start Supplied records
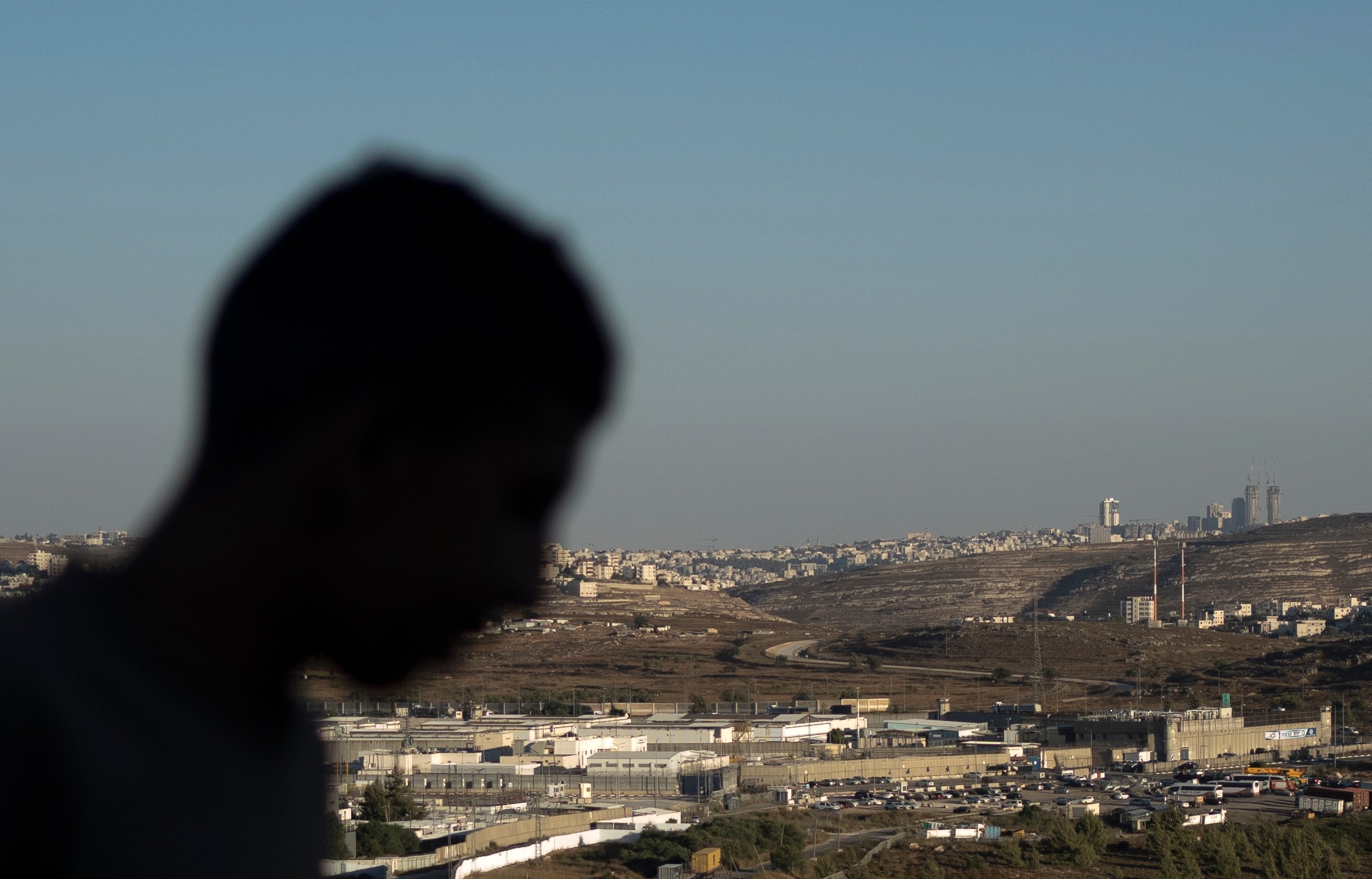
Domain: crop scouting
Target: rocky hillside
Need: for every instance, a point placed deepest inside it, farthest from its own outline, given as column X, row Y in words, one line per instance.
column 1318, row 560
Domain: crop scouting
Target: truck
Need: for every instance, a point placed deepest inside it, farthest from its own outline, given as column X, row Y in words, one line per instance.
column 704, row 861
column 1320, row 805
column 1354, row 797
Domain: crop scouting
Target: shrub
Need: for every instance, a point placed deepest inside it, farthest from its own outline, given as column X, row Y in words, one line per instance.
column 375, row 838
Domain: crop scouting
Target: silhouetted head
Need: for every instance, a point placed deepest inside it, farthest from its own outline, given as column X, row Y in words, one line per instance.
column 416, row 366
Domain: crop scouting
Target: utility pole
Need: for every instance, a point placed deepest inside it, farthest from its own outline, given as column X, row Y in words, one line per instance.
column 1037, row 659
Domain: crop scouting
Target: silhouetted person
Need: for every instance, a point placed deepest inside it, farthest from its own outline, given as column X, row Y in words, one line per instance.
column 397, row 388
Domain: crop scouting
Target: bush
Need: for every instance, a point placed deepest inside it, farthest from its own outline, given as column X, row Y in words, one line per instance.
column 375, row 838
column 389, row 801
column 335, row 842
column 931, row 869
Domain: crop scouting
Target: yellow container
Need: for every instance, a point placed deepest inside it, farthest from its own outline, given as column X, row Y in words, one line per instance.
column 704, row 861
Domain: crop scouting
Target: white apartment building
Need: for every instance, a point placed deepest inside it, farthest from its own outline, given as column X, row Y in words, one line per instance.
column 1236, row 609
column 1305, row 629
column 1210, row 618
column 1138, row 609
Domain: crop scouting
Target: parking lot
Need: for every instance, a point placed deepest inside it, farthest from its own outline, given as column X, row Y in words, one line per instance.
column 1002, row 796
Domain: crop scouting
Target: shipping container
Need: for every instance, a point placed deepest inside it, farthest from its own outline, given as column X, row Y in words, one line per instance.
column 1356, row 797
column 1323, row 805
column 704, row 861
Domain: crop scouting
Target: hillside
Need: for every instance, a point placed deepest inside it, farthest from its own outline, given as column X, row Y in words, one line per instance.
column 1316, row 560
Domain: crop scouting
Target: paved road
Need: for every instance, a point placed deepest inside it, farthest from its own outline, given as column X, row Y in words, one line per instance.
column 793, row 650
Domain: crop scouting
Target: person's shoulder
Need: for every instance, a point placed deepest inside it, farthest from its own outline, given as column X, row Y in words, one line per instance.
column 36, row 631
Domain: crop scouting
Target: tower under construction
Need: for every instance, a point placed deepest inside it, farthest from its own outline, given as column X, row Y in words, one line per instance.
column 1250, row 505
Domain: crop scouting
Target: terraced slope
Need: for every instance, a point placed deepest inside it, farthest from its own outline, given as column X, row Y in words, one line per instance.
column 1316, row 560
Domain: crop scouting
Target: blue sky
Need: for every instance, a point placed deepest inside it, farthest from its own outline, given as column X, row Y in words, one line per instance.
column 874, row 268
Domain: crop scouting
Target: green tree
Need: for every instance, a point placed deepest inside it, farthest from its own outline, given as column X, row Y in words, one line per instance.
column 1219, row 856
column 375, row 838
column 335, row 841
column 789, row 852
column 1091, row 830
column 389, row 800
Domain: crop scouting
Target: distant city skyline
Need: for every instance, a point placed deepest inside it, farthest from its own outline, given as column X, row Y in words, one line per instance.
column 950, row 269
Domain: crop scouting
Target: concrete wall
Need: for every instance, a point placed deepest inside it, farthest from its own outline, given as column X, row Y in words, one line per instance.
column 524, row 830
column 917, row 765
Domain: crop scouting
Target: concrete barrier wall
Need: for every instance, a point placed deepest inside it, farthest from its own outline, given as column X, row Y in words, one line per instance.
column 519, row 855
column 917, row 765
column 524, row 830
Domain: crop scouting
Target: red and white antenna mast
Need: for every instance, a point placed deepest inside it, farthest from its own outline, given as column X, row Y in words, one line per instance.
column 1183, row 581
column 1154, row 576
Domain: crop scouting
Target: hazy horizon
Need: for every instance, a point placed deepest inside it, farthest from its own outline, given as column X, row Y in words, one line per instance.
column 873, row 270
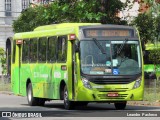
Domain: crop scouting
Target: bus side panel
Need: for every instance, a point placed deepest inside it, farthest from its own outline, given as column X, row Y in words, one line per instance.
column 15, row 80
column 69, row 68
column 15, row 73
column 24, row 76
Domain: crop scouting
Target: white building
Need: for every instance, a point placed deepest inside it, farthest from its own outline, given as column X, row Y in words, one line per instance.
column 129, row 13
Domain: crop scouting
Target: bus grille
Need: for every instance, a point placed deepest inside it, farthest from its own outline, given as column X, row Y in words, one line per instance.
column 112, row 81
column 119, row 97
column 111, row 90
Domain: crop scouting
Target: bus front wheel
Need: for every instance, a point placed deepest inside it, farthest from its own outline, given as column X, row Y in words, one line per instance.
column 32, row 101
column 120, row 105
column 67, row 103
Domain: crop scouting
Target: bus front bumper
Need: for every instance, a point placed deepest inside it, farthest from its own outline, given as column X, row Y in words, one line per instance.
column 92, row 95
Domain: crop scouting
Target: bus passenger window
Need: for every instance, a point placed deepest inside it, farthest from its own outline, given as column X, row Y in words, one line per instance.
column 25, row 51
column 62, row 49
column 33, row 50
column 14, row 51
column 42, row 49
column 51, row 52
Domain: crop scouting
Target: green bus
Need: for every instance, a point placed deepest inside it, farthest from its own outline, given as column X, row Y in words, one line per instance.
column 151, row 71
column 78, row 63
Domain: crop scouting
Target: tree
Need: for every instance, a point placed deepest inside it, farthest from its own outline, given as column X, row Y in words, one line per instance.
column 145, row 26
column 103, row 11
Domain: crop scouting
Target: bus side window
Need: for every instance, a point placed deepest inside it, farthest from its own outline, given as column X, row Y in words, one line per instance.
column 51, row 51
column 42, row 49
column 33, row 50
column 14, row 51
column 62, row 49
column 25, row 51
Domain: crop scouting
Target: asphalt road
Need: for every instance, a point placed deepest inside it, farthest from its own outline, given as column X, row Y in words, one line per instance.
column 55, row 109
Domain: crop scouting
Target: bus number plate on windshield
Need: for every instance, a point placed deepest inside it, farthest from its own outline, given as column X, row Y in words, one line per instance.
column 112, row 95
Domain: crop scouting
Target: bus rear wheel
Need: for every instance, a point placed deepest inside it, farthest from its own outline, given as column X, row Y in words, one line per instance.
column 120, row 105
column 67, row 103
column 33, row 101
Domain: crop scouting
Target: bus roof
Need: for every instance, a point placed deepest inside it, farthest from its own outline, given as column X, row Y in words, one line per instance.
column 63, row 29
column 63, row 25
column 49, row 30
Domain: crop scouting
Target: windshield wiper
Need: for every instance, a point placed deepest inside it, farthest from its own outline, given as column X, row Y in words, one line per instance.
column 99, row 45
column 122, row 45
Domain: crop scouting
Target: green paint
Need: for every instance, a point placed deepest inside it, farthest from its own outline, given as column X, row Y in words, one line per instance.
column 46, row 77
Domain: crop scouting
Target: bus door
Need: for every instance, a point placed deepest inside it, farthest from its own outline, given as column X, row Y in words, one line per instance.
column 19, row 44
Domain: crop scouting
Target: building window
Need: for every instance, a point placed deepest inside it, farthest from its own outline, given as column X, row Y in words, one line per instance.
column 25, row 4
column 8, row 7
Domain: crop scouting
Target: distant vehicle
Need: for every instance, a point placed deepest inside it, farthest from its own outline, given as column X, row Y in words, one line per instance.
column 151, row 71
column 78, row 63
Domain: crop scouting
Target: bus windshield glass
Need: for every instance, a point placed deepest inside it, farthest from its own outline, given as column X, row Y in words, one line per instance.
column 110, row 57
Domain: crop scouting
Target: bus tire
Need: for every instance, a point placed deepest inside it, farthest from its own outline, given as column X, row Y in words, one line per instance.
column 67, row 103
column 120, row 105
column 32, row 101
column 41, row 101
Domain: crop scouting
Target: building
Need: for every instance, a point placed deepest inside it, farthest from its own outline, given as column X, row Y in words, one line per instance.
column 9, row 11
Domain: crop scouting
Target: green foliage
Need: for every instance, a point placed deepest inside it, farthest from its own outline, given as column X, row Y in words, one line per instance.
column 145, row 25
column 3, row 61
column 61, row 11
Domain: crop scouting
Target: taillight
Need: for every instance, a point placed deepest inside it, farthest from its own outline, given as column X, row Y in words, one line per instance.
column 72, row 37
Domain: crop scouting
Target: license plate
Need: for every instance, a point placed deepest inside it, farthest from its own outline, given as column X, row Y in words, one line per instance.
column 112, row 94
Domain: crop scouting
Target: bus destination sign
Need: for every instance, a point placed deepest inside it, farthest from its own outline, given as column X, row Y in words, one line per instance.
column 107, row 33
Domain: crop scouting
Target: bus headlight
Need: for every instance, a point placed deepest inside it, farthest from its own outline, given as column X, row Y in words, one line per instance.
column 86, row 83
column 137, row 83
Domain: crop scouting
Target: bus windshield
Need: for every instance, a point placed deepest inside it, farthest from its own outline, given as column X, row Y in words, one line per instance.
column 110, row 57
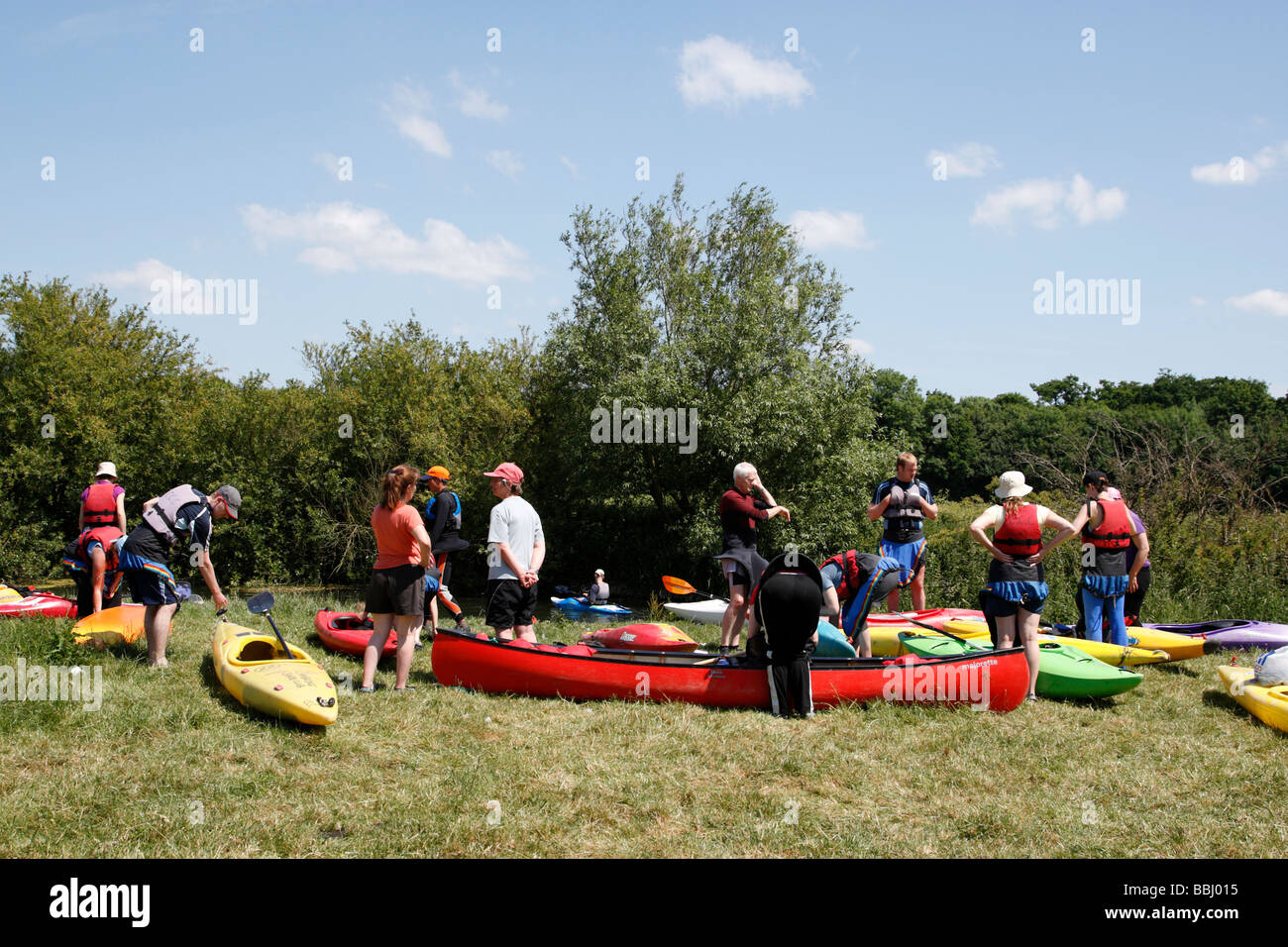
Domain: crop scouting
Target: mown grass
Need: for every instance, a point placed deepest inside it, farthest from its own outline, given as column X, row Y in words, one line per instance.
column 170, row 766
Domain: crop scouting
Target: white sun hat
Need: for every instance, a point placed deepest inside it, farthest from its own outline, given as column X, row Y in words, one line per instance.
column 1012, row 483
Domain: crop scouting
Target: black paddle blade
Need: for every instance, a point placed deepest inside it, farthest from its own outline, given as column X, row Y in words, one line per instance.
column 262, row 603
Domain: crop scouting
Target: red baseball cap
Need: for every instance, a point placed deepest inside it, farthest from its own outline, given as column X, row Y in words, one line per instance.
column 507, row 472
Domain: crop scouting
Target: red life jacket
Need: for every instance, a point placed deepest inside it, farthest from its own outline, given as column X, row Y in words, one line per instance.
column 851, row 579
column 99, row 506
column 1019, row 534
column 1115, row 530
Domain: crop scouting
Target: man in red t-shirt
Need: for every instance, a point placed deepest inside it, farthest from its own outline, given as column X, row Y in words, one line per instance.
column 739, row 514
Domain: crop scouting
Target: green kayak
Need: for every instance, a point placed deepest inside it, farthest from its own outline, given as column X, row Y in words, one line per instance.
column 1063, row 672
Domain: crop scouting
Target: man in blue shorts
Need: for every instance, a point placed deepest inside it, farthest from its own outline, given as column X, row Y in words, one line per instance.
column 851, row 582
column 178, row 522
column 905, row 502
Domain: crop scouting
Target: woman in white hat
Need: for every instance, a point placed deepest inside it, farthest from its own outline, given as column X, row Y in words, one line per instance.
column 597, row 589
column 1017, row 585
column 101, row 525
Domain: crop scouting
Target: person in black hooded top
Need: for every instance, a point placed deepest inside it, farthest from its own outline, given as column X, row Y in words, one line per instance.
column 785, row 608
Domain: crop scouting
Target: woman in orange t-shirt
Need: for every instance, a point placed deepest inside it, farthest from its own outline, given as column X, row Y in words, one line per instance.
column 395, row 594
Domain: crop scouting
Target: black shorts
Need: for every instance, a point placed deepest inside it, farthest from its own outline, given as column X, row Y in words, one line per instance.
column 509, row 603
column 399, row 590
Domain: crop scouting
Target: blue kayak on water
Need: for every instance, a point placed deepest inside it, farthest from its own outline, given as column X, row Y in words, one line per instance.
column 576, row 604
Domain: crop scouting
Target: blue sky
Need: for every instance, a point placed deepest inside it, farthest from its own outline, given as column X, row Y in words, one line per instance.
column 1106, row 163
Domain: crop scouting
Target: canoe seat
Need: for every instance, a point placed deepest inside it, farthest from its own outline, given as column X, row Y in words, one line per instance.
column 258, row 651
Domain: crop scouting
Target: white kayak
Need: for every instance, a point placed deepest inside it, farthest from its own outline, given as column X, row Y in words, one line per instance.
column 709, row 612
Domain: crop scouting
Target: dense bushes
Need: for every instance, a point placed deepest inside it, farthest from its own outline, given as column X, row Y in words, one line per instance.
column 715, row 313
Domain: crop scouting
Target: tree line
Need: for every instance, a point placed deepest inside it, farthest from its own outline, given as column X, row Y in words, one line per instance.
column 713, row 312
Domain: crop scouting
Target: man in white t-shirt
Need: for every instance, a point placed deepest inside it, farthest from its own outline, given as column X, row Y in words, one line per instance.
column 515, row 551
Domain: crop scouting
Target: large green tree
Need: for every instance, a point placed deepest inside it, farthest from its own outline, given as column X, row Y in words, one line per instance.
column 719, row 316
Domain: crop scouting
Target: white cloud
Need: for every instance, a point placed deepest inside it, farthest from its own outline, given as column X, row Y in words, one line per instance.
column 408, row 114
column 141, row 277
column 1043, row 200
column 717, row 72
column 342, row 236
column 818, row 230
column 475, row 102
column 1090, row 205
column 327, row 260
column 506, row 162
column 971, row 159
column 1269, row 302
column 1239, row 170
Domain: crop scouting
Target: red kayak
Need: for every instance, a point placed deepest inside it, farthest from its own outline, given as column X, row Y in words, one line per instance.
column 935, row 617
column 42, row 605
column 996, row 680
column 642, row 637
column 348, row 633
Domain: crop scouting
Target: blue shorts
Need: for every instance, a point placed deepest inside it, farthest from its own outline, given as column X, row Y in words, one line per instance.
column 1104, row 586
column 151, row 582
column 911, row 557
column 1008, row 598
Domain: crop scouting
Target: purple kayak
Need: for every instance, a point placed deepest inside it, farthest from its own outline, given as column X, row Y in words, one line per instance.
column 1233, row 633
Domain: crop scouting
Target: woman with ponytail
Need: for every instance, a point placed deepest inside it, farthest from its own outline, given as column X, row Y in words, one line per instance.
column 1017, row 585
column 1107, row 531
column 395, row 592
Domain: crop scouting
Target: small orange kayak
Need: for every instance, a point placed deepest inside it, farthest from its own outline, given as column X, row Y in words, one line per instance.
column 642, row 637
column 111, row 626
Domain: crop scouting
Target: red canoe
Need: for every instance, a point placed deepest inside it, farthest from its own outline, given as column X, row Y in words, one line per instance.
column 642, row 637
column 42, row 605
column 996, row 681
column 348, row 633
column 935, row 617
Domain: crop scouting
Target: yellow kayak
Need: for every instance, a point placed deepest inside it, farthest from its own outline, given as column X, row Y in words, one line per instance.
column 256, row 672
column 1177, row 647
column 111, row 626
column 1113, row 655
column 1266, row 703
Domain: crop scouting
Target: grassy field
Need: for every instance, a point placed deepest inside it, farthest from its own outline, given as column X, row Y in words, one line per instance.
column 172, row 767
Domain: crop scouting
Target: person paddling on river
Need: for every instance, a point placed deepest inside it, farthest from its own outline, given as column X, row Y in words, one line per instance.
column 1017, row 587
column 1108, row 531
column 851, row 582
column 905, row 502
column 443, row 522
column 179, row 521
column 739, row 514
column 597, row 591
column 101, row 525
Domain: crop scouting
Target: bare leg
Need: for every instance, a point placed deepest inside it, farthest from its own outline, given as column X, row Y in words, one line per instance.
column 375, row 644
column 730, row 626
column 404, row 625
column 156, row 626
column 1028, row 630
column 98, row 566
column 893, row 600
column 918, row 590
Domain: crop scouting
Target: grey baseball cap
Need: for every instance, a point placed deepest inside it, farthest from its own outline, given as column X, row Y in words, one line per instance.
column 230, row 496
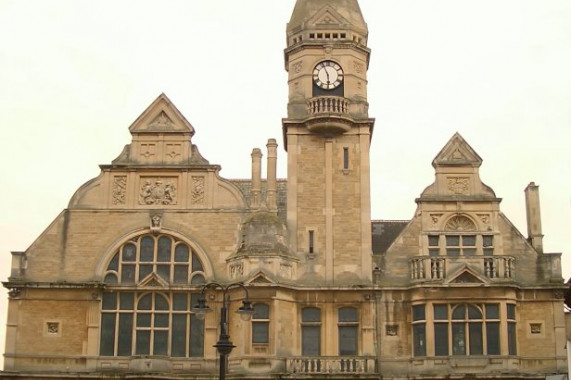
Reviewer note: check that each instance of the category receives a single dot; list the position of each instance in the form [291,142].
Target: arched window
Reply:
[140,314]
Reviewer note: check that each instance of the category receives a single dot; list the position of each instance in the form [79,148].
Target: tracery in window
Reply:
[152,322]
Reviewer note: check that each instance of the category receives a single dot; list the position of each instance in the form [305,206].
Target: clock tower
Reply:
[327,135]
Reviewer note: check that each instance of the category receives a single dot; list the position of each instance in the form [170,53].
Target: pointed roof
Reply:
[457,152]
[161,116]
[342,11]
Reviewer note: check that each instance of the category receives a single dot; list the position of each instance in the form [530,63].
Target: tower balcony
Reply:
[328,115]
end Supplied records
What you need to do - In the entries above, find the line containing "the form [305,206].". Set down that line and every line after it through the last one, exactly and alone.

Written response -
Reviewer note: check that each instance of the category receives a single dot; list the position of each instance in the form [305,206].
Target: clock tower
Reply:
[327,135]
Reviewer note: check that each instance of the category receives a single dot; list the position of each instance in the form [170,53].
Target: pointed roof
Reply:
[457,152]
[161,116]
[342,11]
Reviewer note: check that each instance of the category receives a single dot; list the position of each instance in the form [530,63].
Target: tower balcony
Reply:
[328,115]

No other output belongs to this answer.